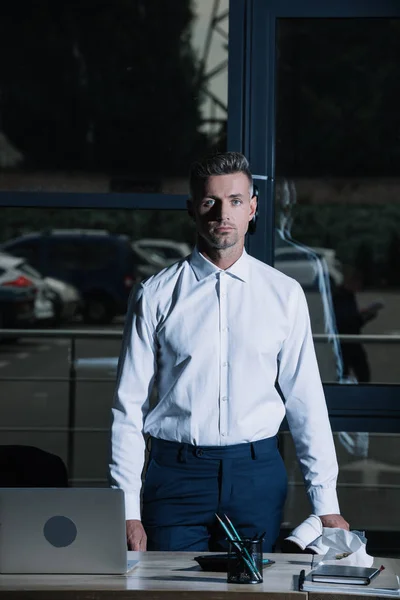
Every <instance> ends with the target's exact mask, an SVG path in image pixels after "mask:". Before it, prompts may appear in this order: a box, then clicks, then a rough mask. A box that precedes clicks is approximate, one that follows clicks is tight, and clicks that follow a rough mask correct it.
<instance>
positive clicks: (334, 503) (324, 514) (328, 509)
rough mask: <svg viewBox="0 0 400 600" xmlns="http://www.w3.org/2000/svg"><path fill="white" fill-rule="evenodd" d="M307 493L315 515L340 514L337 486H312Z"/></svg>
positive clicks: (313, 511) (319, 515)
mask: <svg viewBox="0 0 400 600" xmlns="http://www.w3.org/2000/svg"><path fill="white" fill-rule="evenodd" d="M307 494H308V498H309V500H310V502H311V506H312V509H313V513H314V514H315V515H318V516H321V515H340V508H339V502H338V498H337V492H336V488H323V487H311V488H310V489H309V490H308V492H307Z"/></svg>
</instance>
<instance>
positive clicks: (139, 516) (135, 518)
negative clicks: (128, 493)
mask: <svg viewBox="0 0 400 600" xmlns="http://www.w3.org/2000/svg"><path fill="white" fill-rule="evenodd" d="M125 519H126V520H127V521H129V520H131V519H137V520H138V521H140V520H141V516H140V494H135V493H132V492H131V493H129V494H127V493H126V492H125Z"/></svg>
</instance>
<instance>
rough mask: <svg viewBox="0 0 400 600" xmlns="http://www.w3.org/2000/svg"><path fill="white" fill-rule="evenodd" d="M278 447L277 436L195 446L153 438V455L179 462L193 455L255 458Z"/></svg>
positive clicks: (200, 457) (156, 457) (185, 443)
mask: <svg viewBox="0 0 400 600" xmlns="http://www.w3.org/2000/svg"><path fill="white" fill-rule="evenodd" d="M276 449H277V436H273V437H270V438H265V439H263V440H257V441H256V442H246V443H243V444H233V445H231V446H194V445H192V444H186V443H182V442H169V441H167V440H161V439H159V438H153V437H152V438H151V455H152V456H153V457H154V458H156V459H157V458H162V459H163V460H167V461H168V460H173V459H174V458H175V460H176V458H178V460H179V462H186V461H187V459H188V458H189V457H192V456H194V457H196V458H201V459H206V460H207V459H209V460H210V459H211V460H222V459H234V458H246V457H249V458H252V459H253V460H255V459H256V458H257V457H258V456H261V455H265V454H269V453H270V452H273V451H274V450H276Z"/></svg>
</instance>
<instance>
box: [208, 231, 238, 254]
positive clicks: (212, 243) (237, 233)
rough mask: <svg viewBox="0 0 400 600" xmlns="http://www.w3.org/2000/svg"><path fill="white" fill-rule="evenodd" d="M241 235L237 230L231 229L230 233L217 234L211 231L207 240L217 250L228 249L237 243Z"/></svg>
mask: <svg viewBox="0 0 400 600" xmlns="http://www.w3.org/2000/svg"><path fill="white" fill-rule="evenodd" d="M238 240H239V236H238V233H237V231H236V230H233V231H231V232H230V233H229V234H223V235H221V234H219V235H218V234H216V233H213V232H209V233H208V235H207V237H206V242H208V243H209V244H210V246H211V247H212V248H214V249H215V250H226V249H228V248H232V247H233V246H235V245H236V244H237V242H238Z"/></svg>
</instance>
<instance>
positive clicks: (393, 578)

______

Every line of the listing should be copied precisely, with images omitted.

Exercise result »
Every <instance> ends with the target's exact mask, an SVG path in image pixels after "mask:". Before it, prompts may appear in this order: a box, then clicks, then a rough mask. A box that precedes clicks is approximate, one that follows clicks is tight, and clicks that follow a rough mask correct it.
<instance>
positive clicks: (334, 503) (324, 514) (328, 509)
rough mask: <svg viewBox="0 0 400 600" xmlns="http://www.w3.org/2000/svg"><path fill="white" fill-rule="evenodd" d="M307 493L315 515L340 514L337 486H312Z"/></svg>
positive clicks: (313, 511) (319, 515)
mask: <svg viewBox="0 0 400 600" xmlns="http://www.w3.org/2000/svg"><path fill="white" fill-rule="evenodd" d="M307 494H308V498H309V500H310V502H311V506H312V509H313V513H314V514H315V515H318V516H321V515H340V508H339V502H338V498H337V492H336V488H323V487H311V488H310V489H309V490H308V492H307Z"/></svg>
</instance>
<instance>
positive clicks: (139, 516) (135, 518)
negative clicks: (128, 493)
mask: <svg viewBox="0 0 400 600" xmlns="http://www.w3.org/2000/svg"><path fill="white" fill-rule="evenodd" d="M125 519H126V520H127V521H129V520H131V519H137V520H138V521H140V520H141V516H140V494H135V493H132V492H131V493H129V494H127V493H126V492H125Z"/></svg>
</instance>
<instance>
rough mask: <svg viewBox="0 0 400 600" xmlns="http://www.w3.org/2000/svg"><path fill="white" fill-rule="evenodd" d="M278 447L277 436L195 446L153 438V455L179 462L193 455L255 458Z"/></svg>
positive clicks: (200, 457) (156, 457) (185, 443)
mask: <svg viewBox="0 0 400 600" xmlns="http://www.w3.org/2000/svg"><path fill="white" fill-rule="evenodd" d="M276 449H277V436H273V437H270V438H265V439H263V440H257V441H256V442H246V443H243V444H233V445H231V446H194V445H192V444H186V443H182V442H169V441H167V440H161V439H159V438H153V437H152V438H151V455H152V456H153V457H154V458H156V459H157V458H162V459H163V460H167V461H168V460H173V459H174V458H175V460H176V458H178V460H179V462H186V461H187V459H188V458H189V457H192V456H194V457H196V458H201V459H206V460H207V459H209V460H210V459H211V460H222V459H234V458H246V457H249V458H252V459H253V460H255V459H256V458H257V457H258V456H261V455H265V454H269V453H270V452H273V451H274V450H276Z"/></svg>
</instance>
<instance>
box: [208, 231, 238, 254]
positive clicks: (212, 243) (237, 233)
rough mask: <svg viewBox="0 0 400 600" xmlns="http://www.w3.org/2000/svg"><path fill="white" fill-rule="evenodd" d="M241 235L237 230L231 229L230 233L217 234L211 231L207 240L217 250L228 249L237 243Z"/></svg>
mask: <svg viewBox="0 0 400 600" xmlns="http://www.w3.org/2000/svg"><path fill="white" fill-rule="evenodd" d="M238 240H239V236H238V233H237V231H236V230H233V231H231V232H230V233H229V234H223V235H221V234H219V235H218V234H216V233H213V232H209V233H208V235H207V237H206V242H208V243H209V244H210V246H211V247H212V248H214V249H215V250H226V249H228V248H232V247H233V246H235V245H236V244H237V242H238Z"/></svg>
</instance>
<instance>
positive clicks: (393, 578)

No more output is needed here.